Copy out, from the data, each line containing the string "crest".

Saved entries
* * * *
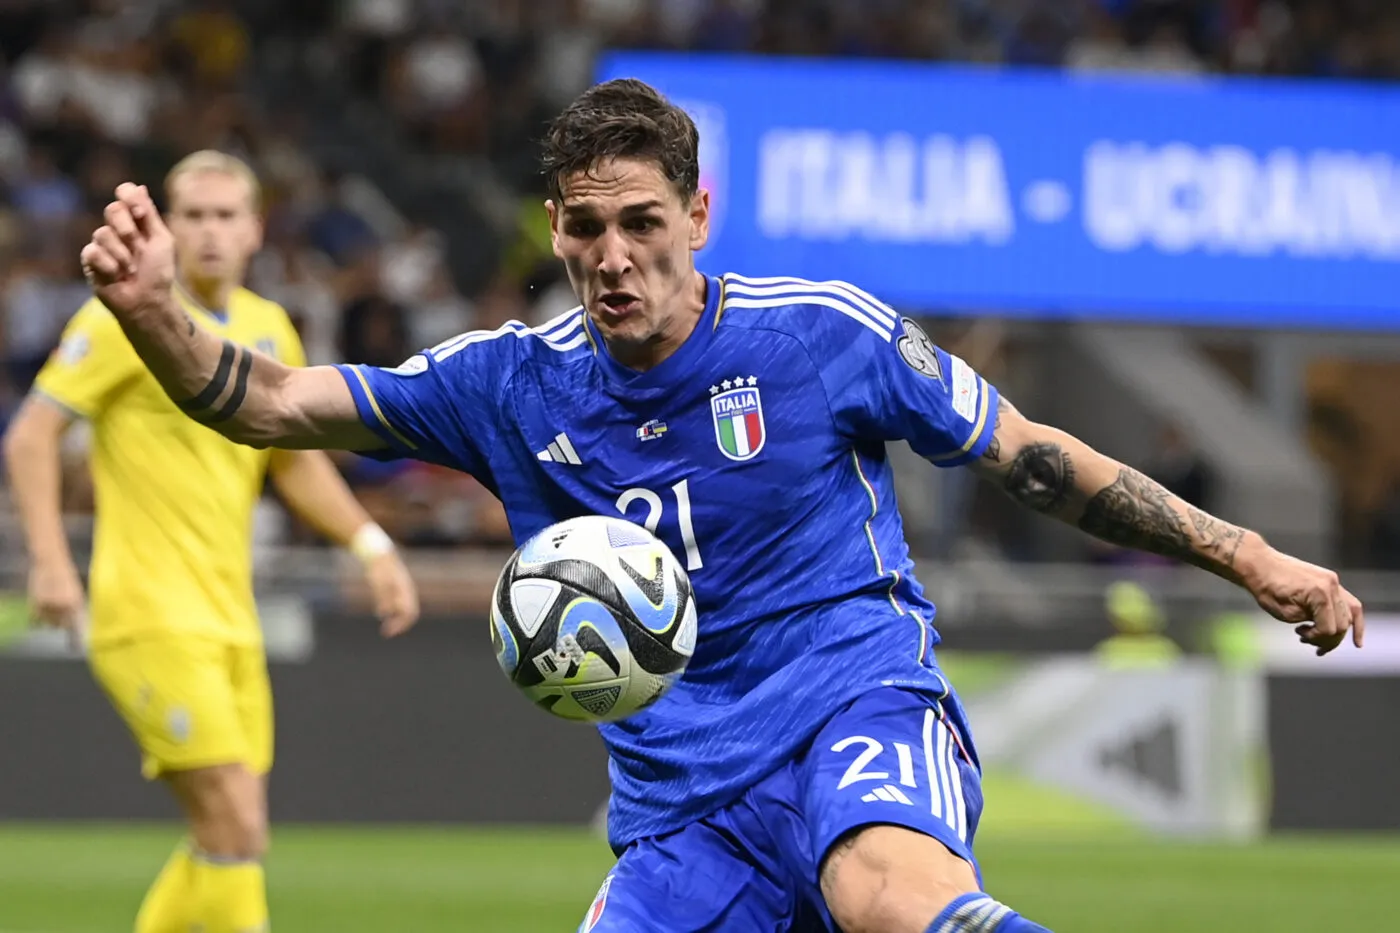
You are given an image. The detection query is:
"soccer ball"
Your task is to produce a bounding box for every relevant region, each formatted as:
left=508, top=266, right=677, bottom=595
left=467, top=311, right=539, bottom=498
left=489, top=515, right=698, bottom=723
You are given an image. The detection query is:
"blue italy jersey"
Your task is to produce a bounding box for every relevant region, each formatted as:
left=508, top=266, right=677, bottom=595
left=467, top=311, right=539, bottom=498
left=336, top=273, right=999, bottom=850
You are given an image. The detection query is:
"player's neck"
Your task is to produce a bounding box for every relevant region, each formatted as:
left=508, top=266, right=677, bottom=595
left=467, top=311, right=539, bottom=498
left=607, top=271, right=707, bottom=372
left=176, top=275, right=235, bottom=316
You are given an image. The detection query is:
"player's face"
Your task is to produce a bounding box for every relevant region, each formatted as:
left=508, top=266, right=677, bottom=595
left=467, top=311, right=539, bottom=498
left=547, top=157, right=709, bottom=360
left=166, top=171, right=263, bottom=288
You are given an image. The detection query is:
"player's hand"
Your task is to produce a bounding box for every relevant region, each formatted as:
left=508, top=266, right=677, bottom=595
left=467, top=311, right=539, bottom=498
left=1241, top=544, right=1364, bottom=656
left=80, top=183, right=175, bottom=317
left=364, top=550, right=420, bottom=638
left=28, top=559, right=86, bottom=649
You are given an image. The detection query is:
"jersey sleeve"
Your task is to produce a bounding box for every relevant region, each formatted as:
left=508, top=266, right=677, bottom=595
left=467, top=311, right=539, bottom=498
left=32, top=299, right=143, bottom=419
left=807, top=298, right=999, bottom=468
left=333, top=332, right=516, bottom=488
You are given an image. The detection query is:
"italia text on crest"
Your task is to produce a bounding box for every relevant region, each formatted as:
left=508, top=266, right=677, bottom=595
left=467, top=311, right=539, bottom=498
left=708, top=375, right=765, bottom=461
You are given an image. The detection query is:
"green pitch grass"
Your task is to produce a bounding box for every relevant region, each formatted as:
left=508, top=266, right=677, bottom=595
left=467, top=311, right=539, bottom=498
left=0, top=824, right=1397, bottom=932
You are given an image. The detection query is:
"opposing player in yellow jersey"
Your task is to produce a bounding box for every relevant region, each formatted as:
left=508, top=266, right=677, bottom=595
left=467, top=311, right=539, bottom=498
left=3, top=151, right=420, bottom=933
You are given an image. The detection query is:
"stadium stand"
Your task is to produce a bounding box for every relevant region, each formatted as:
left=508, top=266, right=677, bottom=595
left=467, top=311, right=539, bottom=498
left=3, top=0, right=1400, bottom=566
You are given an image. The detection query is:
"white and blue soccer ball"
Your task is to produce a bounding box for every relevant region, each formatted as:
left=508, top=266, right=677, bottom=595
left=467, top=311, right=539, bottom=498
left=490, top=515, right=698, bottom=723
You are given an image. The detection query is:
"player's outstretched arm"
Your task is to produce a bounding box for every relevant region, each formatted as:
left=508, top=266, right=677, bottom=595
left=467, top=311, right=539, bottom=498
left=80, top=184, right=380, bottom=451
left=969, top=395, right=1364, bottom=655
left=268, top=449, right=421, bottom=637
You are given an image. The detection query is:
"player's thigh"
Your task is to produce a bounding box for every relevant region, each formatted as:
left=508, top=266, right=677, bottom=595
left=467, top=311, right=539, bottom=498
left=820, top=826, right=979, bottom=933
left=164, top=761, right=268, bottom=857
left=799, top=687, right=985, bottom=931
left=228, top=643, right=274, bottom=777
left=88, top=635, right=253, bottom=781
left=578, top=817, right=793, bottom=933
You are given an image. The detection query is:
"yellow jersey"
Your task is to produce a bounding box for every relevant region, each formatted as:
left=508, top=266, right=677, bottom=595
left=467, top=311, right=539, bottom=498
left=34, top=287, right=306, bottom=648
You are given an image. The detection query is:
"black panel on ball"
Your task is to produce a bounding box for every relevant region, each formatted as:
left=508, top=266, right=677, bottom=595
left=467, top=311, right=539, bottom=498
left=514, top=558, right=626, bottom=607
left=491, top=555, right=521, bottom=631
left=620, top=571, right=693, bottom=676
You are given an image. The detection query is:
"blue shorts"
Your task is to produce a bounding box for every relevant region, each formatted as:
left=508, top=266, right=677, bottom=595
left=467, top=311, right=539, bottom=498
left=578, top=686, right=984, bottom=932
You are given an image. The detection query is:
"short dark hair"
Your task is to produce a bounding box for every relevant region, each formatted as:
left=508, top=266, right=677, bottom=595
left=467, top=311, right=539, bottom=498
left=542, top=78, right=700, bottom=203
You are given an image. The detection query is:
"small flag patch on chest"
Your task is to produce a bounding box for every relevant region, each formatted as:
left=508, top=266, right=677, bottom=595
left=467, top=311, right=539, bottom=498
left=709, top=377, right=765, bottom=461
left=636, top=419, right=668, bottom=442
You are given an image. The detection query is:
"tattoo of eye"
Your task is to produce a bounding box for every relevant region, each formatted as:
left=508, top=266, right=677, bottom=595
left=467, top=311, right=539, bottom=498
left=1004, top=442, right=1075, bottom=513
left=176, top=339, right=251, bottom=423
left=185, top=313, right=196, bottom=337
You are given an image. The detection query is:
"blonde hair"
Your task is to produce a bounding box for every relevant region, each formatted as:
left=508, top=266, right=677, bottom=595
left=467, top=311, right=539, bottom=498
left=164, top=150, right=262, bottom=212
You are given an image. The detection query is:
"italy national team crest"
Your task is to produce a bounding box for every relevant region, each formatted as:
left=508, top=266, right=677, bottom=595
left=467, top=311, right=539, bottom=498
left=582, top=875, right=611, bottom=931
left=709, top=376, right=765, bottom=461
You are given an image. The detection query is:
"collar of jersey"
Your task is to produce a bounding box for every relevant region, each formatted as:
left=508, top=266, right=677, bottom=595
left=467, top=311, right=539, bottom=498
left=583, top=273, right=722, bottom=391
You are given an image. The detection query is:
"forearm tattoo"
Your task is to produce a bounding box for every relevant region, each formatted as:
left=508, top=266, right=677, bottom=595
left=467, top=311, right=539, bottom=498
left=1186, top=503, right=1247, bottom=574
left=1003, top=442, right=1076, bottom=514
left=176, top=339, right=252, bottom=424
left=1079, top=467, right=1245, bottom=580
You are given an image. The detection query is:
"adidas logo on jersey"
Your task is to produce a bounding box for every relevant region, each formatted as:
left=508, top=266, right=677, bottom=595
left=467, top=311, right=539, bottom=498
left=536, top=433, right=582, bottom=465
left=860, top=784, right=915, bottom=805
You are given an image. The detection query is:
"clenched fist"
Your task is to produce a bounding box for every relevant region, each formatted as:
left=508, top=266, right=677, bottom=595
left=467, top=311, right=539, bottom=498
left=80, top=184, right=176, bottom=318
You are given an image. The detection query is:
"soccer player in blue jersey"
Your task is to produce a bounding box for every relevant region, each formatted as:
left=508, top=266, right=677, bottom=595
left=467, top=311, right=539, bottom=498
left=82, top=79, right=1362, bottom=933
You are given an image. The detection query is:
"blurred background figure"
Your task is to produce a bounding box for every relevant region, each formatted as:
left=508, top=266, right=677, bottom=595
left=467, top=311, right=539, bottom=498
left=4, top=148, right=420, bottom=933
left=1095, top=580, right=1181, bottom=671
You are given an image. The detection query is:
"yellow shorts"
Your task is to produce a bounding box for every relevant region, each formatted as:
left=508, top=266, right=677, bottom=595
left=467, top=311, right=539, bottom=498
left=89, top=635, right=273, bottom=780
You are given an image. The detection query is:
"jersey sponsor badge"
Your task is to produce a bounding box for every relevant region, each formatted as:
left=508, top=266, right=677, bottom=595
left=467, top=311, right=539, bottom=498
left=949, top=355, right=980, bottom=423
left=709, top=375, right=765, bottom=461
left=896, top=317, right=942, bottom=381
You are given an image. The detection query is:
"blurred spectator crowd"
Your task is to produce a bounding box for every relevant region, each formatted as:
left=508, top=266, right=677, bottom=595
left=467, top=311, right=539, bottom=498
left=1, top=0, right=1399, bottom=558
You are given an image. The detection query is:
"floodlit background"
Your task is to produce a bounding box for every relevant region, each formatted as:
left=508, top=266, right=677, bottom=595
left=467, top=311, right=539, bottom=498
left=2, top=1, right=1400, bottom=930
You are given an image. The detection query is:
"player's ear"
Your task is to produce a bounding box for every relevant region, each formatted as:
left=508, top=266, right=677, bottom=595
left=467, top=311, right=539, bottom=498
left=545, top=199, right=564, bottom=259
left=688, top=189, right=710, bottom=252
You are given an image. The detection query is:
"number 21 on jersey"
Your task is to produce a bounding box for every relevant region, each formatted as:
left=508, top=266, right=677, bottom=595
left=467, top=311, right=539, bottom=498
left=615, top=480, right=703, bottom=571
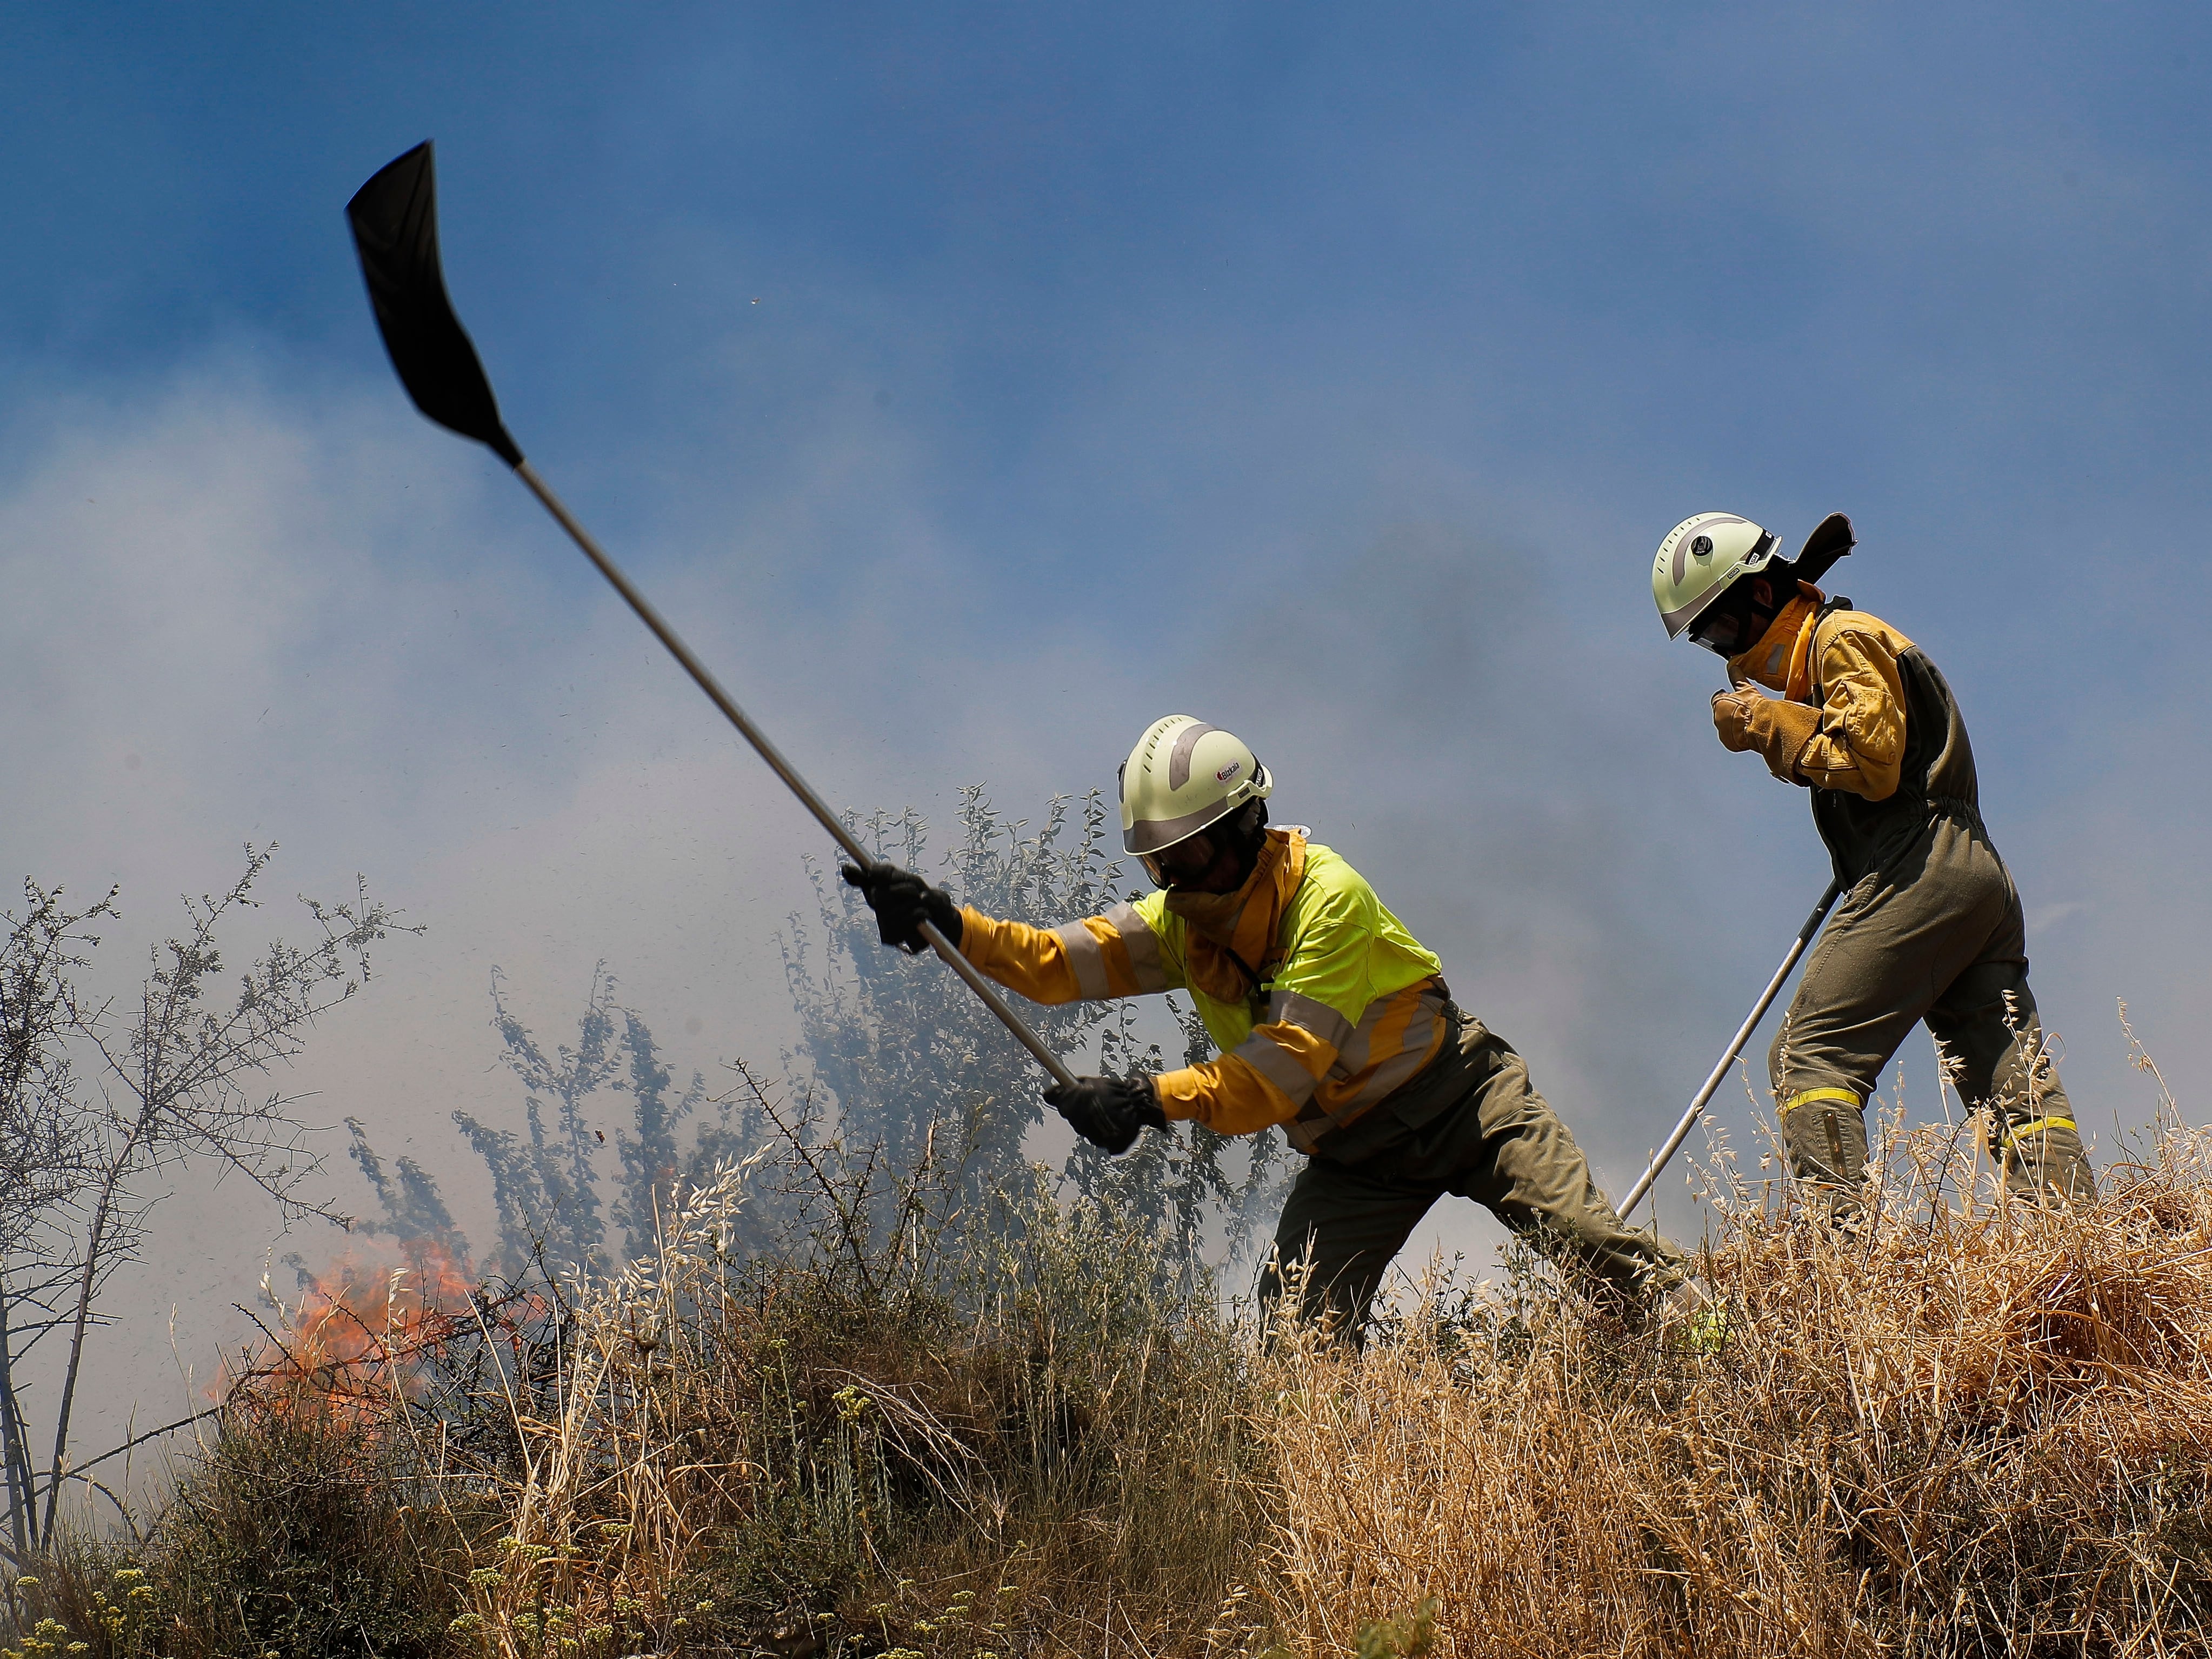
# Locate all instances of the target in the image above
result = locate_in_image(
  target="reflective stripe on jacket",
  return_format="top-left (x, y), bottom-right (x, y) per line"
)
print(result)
* * * *
§ Result for this task:
"italia text on crest"
"italy national team crest"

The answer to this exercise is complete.